▶ Exercise
Present the lines from the one containing "job: outline the black trousers" through the end of the listing as a numbered list, including both ends and leaving out blank lines.

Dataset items
┌──

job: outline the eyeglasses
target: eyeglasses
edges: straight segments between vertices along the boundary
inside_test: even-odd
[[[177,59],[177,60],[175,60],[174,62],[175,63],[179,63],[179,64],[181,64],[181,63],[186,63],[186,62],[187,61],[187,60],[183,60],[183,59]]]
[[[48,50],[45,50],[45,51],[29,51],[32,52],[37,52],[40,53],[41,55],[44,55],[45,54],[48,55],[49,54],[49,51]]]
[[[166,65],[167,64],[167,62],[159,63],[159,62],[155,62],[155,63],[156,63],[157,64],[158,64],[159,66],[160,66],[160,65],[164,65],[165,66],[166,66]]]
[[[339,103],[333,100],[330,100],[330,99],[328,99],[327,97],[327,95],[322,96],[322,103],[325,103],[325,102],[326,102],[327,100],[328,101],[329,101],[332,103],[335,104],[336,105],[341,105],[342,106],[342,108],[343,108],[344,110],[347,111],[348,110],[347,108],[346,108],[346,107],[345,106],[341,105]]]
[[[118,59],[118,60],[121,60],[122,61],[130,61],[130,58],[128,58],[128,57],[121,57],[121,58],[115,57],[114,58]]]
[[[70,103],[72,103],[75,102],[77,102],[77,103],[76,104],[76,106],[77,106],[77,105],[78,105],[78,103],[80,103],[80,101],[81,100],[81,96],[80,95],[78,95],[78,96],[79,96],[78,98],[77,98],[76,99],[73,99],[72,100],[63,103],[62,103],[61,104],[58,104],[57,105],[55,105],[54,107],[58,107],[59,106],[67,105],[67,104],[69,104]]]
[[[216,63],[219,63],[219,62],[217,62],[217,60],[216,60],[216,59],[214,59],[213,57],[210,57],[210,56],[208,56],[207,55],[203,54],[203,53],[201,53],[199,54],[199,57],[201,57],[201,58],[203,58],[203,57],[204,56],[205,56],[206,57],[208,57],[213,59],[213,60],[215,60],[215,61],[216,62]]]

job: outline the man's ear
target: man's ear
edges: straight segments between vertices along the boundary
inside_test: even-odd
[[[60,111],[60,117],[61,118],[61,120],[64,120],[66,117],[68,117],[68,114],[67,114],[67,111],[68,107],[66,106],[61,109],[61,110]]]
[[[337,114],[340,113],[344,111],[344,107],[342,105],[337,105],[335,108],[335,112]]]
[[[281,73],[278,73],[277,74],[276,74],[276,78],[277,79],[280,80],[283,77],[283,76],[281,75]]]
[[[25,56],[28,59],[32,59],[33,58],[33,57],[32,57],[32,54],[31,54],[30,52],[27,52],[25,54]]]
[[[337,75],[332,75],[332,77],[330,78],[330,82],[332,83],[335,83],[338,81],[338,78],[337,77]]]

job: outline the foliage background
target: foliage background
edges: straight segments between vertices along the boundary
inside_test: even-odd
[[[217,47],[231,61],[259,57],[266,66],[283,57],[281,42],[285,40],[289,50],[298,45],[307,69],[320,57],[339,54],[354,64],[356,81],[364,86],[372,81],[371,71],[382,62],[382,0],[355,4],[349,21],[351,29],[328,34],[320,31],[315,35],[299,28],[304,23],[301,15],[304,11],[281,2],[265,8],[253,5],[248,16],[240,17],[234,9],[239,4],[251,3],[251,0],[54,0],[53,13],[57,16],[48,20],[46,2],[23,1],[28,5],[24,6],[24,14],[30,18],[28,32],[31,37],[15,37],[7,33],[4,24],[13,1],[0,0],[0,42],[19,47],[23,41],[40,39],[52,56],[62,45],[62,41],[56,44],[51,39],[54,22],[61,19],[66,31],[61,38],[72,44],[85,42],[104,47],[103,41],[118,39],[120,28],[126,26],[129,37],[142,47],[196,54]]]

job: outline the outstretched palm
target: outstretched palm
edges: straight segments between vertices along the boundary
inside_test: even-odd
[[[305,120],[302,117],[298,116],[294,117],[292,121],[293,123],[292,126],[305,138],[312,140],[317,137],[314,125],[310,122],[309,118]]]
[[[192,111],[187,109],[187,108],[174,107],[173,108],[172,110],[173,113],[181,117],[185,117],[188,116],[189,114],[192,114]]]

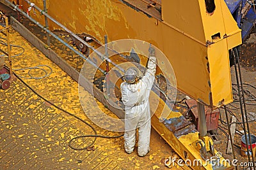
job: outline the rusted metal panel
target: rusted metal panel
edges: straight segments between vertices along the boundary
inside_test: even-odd
[[[43,8],[42,1],[34,2]],[[228,50],[241,43],[241,30],[224,1],[214,2],[216,8],[210,13],[205,1],[162,0],[161,20],[149,11],[154,9],[138,0],[66,0],[61,5],[51,0],[47,4],[49,15],[101,44],[104,35],[108,42],[132,38],[153,44],[170,62],[177,88],[214,108],[232,101]],[[28,7],[26,3],[22,4],[24,9]],[[44,23],[44,17],[31,16]],[[49,27],[60,29],[51,22]]]

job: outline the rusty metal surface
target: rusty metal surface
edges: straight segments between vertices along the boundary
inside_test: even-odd
[[[124,2],[66,1],[60,6],[58,1],[47,1],[47,13],[73,32],[90,34],[102,44],[105,35],[109,42],[132,38],[150,43],[167,56],[179,90],[211,107],[232,102],[231,82],[227,78],[230,77],[228,50],[241,40],[224,1],[214,1],[216,10],[211,14],[205,12],[204,1],[161,1],[163,21],[147,11],[152,7],[142,11]],[[42,1],[35,3],[42,9]],[[137,8],[145,4],[143,1],[132,3]],[[28,7],[26,3],[23,5],[24,9]],[[44,17],[31,17],[44,23]],[[51,22],[49,26],[52,30],[60,29]],[[216,34],[218,39],[213,38]]]
[[[90,122],[79,102],[77,83],[17,32],[12,30],[12,43],[26,49],[24,55],[13,59],[14,67],[44,62],[53,69],[52,74],[45,79],[24,80],[52,103]],[[86,111],[93,113],[95,110],[90,103],[95,99],[89,94],[86,97]],[[99,104],[108,114],[114,116]],[[94,150],[73,150],[68,146],[70,138],[91,134],[92,131],[53,108],[20,81],[12,83],[6,90],[0,90],[0,167],[3,169],[164,169],[167,167],[161,160],[175,154],[154,130],[150,152],[145,157],[138,157],[136,152],[127,155],[122,138],[97,138]],[[95,127],[99,133],[114,135]],[[82,147],[91,140],[81,139],[74,145]],[[179,166],[173,168],[182,169]]]

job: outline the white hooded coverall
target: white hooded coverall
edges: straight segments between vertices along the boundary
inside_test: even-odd
[[[146,73],[141,80],[134,84],[121,84],[122,100],[125,106],[125,150],[128,153],[133,152],[138,128],[138,153],[141,157],[150,150],[151,116],[148,97],[155,79],[156,67],[156,57],[149,57]]]

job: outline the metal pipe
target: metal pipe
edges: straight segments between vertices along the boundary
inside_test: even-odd
[[[8,0],[5,0],[5,1],[8,1]],[[29,4],[30,4],[31,3],[28,1],[28,0],[25,0],[25,1],[26,1]],[[93,52],[95,52],[97,54],[98,54],[99,56],[100,56],[101,57],[104,58],[105,60],[106,60],[107,61],[108,61],[109,62],[111,63],[113,65],[114,65],[115,67],[116,67],[118,69],[119,69],[120,71],[122,71],[123,73],[125,72],[125,70],[120,67],[119,66],[118,66],[116,64],[115,64],[114,62],[113,62],[112,60],[111,60],[110,59],[106,58],[103,54],[102,54],[100,52],[97,51],[95,48],[94,48],[92,45],[89,45],[88,43],[87,43],[86,41],[84,41],[84,40],[83,40],[82,38],[81,38],[80,37],[79,37],[77,35],[76,35],[76,34],[74,34],[73,32],[72,32],[70,30],[69,30],[68,29],[67,29],[66,27],[65,27],[63,25],[62,25],[61,23],[60,23],[58,21],[56,20],[54,18],[53,18],[52,17],[51,17],[50,15],[49,15],[47,13],[46,13],[45,11],[44,11],[44,10],[42,10],[39,7],[38,7],[36,4],[34,4],[33,7],[36,9],[37,10],[38,10],[42,15],[46,16],[48,18],[49,18],[50,20],[51,20],[53,22],[54,22],[55,24],[56,24],[58,25],[59,25],[60,27],[61,27],[62,29],[63,29],[65,31],[67,31],[68,33],[70,34],[70,35],[72,35],[72,36],[74,36],[74,38],[76,38],[77,40],[79,40],[80,42],[81,42],[82,43],[83,43],[84,45],[85,45],[86,46],[87,46],[88,48],[91,48]]]
[[[197,111],[198,113],[199,135],[200,138],[207,134],[206,118],[204,104],[197,102]]]
[[[11,76],[13,76],[12,73],[12,56],[11,56],[11,45],[10,42],[10,34],[9,34],[9,23],[8,20],[8,17],[4,16],[5,19],[5,27],[6,28],[6,39],[7,39],[7,50],[8,50],[8,55],[9,60],[9,67],[10,67],[10,74]]]
[[[231,49],[232,52],[233,52],[234,55],[234,68],[235,68],[235,73],[236,73],[236,82],[237,83],[237,90],[238,90],[238,96],[239,98],[239,103],[240,103],[240,110],[241,110],[241,113],[242,115],[242,120],[243,120],[243,129],[244,129],[244,136],[245,136],[245,143],[246,144],[246,149],[247,149],[247,153],[248,153],[248,159],[249,162],[251,162],[251,157],[250,157],[249,154],[249,147],[248,147],[248,143],[247,141],[247,134],[246,134],[246,129],[245,127],[245,122],[244,122],[244,111],[243,109],[243,104],[242,104],[242,101],[241,101],[241,93],[240,93],[240,87],[239,87],[239,80],[238,79],[238,73],[237,73],[237,66],[236,66],[236,54],[234,52],[234,50]],[[253,163],[254,164],[254,163]],[[250,167],[250,169],[252,169],[252,167]]]
[[[229,136],[229,139],[230,139],[230,143],[231,143],[231,148],[232,150],[233,158],[234,158],[234,159],[236,159],[235,153],[234,153],[234,150],[233,140],[232,140],[232,136],[231,136],[231,130],[230,130],[230,124],[229,124],[228,115],[228,113],[227,111],[226,105],[224,105],[224,109],[225,109],[225,114],[226,115],[227,124],[228,125],[228,136]],[[237,170],[237,166],[236,166],[236,169]]]
[[[17,8],[17,6],[10,2],[8,0],[5,0],[6,3],[8,3],[10,6],[14,8],[16,10],[19,11],[22,13],[24,17],[27,17],[28,19],[29,19],[31,21],[34,22],[35,24],[36,24],[38,27],[40,27],[41,29],[44,29],[45,31],[47,32],[48,32],[49,34],[51,34],[52,36],[57,39],[58,41],[60,41],[61,43],[63,43],[65,46],[68,47],[69,49],[74,52],[77,55],[79,55],[81,57],[86,60],[87,62],[88,62],[90,64],[97,68],[99,71],[100,71],[102,73],[103,73],[104,74],[106,74],[105,71],[103,69],[99,68],[94,62],[89,60],[88,59],[86,58],[83,54],[81,54],[80,52],[77,52],[75,48],[74,48],[72,46],[71,46],[70,45],[68,45],[67,43],[65,42],[63,39],[60,38],[58,36],[52,33],[51,31],[48,30],[47,29],[45,28],[42,25],[39,24],[37,21],[32,18],[31,17],[28,16],[28,15],[24,13],[23,11],[20,10],[19,8]]]
[[[105,40],[105,55],[106,57],[108,58],[108,36],[106,35],[104,36]],[[108,73],[106,74],[106,83],[107,83],[107,95],[108,97],[110,96],[110,87],[109,87],[109,75],[108,74],[108,72],[109,71],[109,64],[108,61],[106,60],[106,71]]]
[[[256,170],[256,169],[255,169],[255,164],[254,163],[253,150],[252,147],[252,146],[251,133],[250,132],[249,122],[248,122],[248,120],[246,104],[246,101],[244,100],[244,89],[243,89],[243,86],[241,71],[241,68],[240,68],[239,55],[236,55],[236,56],[237,56],[237,59],[236,59],[237,60],[238,71],[239,71],[239,73],[241,90],[242,91],[242,98],[243,98],[243,105],[244,105],[244,108],[245,120],[246,121],[247,131],[248,131],[248,136],[249,136],[249,143],[250,143],[250,146],[251,147],[251,150],[252,150],[252,162],[253,162],[253,169]],[[234,57],[236,57],[236,55],[234,56]],[[247,136],[245,136],[245,138],[246,138],[245,139],[246,139],[246,141],[247,140]],[[249,153],[249,152],[248,152],[248,153]]]
[[[47,12],[47,7],[46,6],[46,0],[43,0],[44,1],[44,10],[45,13]],[[47,29],[49,29],[49,25],[48,25],[48,20],[47,17],[46,16],[44,16],[44,21],[45,22],[45,27]],[[50,36],[47,32],[46,32],[46,38],[47,39],[47,45],[50,46],[51,45],[51,41],[50,41]]]

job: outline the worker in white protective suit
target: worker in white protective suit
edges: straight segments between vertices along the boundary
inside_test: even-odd
[[[133,152],[136,131],[138,129],[138,154],[143,157],[150,151],[151,116],[148,97],[153,85],[156,67],[155,50],[148,49],[149,59],[145,74],[141,79],[136,67],[129,67],[121,84],[122,100],[125,108],[124,147],[127,153]]]

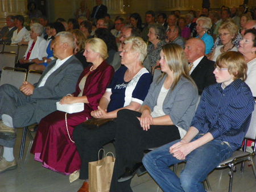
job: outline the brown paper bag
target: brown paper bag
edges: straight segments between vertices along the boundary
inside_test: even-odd
[[[99,151],[99,154],[100,149]],[[109,153],[113,157],[108,156]],[[102,160],[89,162],[89,191],[109,192],[112,178],[115,158],[109,152]],[[99,158],[100,159],[100,158]]]

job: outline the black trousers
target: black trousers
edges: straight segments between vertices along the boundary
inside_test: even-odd
[[[180,139],[175,126],[151,126],[143,131],[138,117],[141,114],[129,110],[122,110],[117,113],[116,122],[110,122],[98,130],[86,130],[79,126],[73,131],[76,145],[82,160],[81,179],[88,178],[88,162],[98,160],[98,152],[103,145],[115,139],[116,159],[110,186],[110,191],[132,191],[131,180],[118,182],[118,178],[125,168],[142,161],[143,150],[162,146]]]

└──

▶ Problem solution
1. job: outline the black trousers
2. target: black trousers
3. edges: straight segments between vertices along the boundary
4. inside_test: even-odd
5. [[[180,139],[175,126],[151,126],[143,131],[138,117],[141,114],[129,110],[122,110],[117,113],[116,122],[110,122],[98,130],[86,130],[79,126],[73,131],[76,145],[82,160],[81,179],[88,178],[88,162],[98,160],[98,152],[103,145],[115,139],[116,159],[110,186],[110,191],[132,191],[131,180],[118,182],[118,178],[125,168],[142,161],[143,150],[162,146]]]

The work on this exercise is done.